Stated exercise →
Please update the items below by replacing "shorts pocket" with "jacket pocket" everywhere and leaving everything else unchanged. Omit the pictures from your answer.

===== Supplied entries

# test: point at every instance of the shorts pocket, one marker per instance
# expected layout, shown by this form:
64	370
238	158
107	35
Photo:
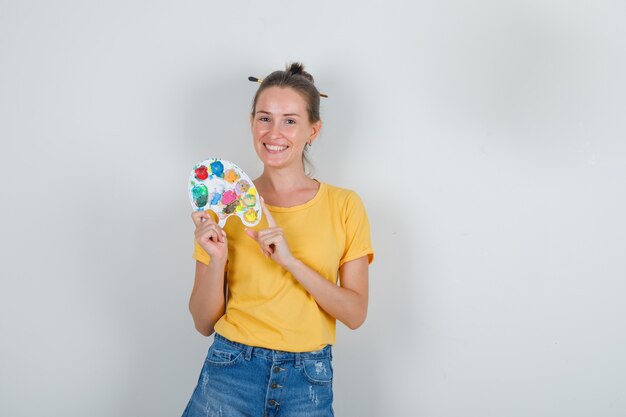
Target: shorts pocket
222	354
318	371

==========

Finished answer →
# test: point at every instance of the jacket pocket, one marker per instance
# expected layout, shown by this form:
64	370
238	158
107	35
Photo:
Target: jacket pocket
222	354
318	371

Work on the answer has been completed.